— Описание задания —
Перечислите всех людей, кроме самой Людмилы Зыкиной, которые названы в статье о ней по имени и фамилии.

— Статья —
_____
Успешный эксперимент Людмилы Зыкиной
Её последней по времени творческой удачей, очевидно, стоит считать два дуэта с Николаем Расторгуевым, записанные в 1996 и 1997 годах – для альбома «Комбат» группы «Любэ» они записали песню Игоря Матвиенко «Побеседуй со мной», а для альбома «Песни о людях» – новую версию классической «Течёт река Волга». Для неё, матери советской народной песни, кто мог бы быть лучшим партнёром? Только мужчина в гимнастёрке, лидер главной постсоветской (а как выяснилось в двухтысячные, и неосоветской) поп-группы, наследовавшей и наследующей в том числе и ей, Людмиле Зыкиной. Балалайки из её аккомпанемента подпевали бас-гитарам «Любэ», замыкая круг ренессанса советской античности – пожалуй, применительно к тем дуэтам выражение Леонида Парфёнова весьма уместно, тем более что в день смерти Зыкиной телеканал НТВ, срочно перекроив свою сетку, пустил в эфир двухсерийное полотно Парфёнова о Людмиле Георгиевне. Главный телевизионный эстет постсоветской России ещё десять лет назад, может быть, тщательнее всех исследовал её биографию и феномен, и здесь тоже стоит подумать о замыкающемся благодаря этой певице круге.
В последние месяцы своей жизни она после многих лет медиазатворничества (для Парфёнова в своё время было сделано редкое исключение) вдруг стала завсегдатаем самого, наверное, антиэстетского шоу России – программы Андрея Малахова на Первом канале. Зыкина была гостьей специального эфира программы «Пусть говорят», потом приходила к Малахову напутствовать конкурсантов московского «Евровидения», потом – всего за три недели до смерти! – на ОРТ транслировали чествование Зыкиной по поводу её 80-летия в малаховской студии.
«Правильный» некролог, посвящённый Зыкиной, наверняка, не обойдётся без вот этого: мол, ей, как никому, удавалось органично выглядеть и у Парфёнова, и у Малахова, и рядом с Расторгуевым, и с битлами, которые, может быть, и не ей (хотя популярная легенда настаивает на обратном) посвятили песню Lucy in the sky with diamands, но точно общались с ней и были (как и, скажем, Фрэнк Синатра) в восторге от её пения. Но всё же по-настоящему Людмила Зыкина поражает не сочетаниями несочетаемого, а совсем другим.
_____
— Исходные данные —

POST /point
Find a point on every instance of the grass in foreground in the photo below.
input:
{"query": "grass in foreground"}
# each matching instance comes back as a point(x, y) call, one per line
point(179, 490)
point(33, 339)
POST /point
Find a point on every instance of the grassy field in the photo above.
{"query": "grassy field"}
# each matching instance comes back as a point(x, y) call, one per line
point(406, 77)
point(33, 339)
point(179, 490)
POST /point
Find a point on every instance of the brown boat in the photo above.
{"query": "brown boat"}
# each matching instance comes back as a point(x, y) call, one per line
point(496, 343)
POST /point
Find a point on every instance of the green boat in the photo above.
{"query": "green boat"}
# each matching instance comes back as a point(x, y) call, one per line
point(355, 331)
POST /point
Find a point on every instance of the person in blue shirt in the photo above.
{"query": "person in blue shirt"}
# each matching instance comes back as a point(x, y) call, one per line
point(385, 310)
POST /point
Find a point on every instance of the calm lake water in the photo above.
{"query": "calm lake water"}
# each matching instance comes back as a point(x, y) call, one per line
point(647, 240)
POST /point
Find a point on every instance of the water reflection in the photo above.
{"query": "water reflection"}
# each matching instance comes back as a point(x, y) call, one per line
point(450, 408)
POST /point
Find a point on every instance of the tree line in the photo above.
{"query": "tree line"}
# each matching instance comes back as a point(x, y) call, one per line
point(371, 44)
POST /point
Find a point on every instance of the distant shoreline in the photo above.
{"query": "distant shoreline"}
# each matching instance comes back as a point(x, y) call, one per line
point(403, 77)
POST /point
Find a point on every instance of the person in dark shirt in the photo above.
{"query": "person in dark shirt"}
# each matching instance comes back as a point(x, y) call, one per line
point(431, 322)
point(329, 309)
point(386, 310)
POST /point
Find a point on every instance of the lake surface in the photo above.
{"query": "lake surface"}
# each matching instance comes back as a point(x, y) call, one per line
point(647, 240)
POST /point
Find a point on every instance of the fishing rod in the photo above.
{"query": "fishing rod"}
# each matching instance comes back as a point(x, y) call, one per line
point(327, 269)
_____
— Готовое решение —
Николай Расторгуев, Игорь Матвиенко, Леонид Парфёнов, Андрей Малахов, Фрэнк Синатра.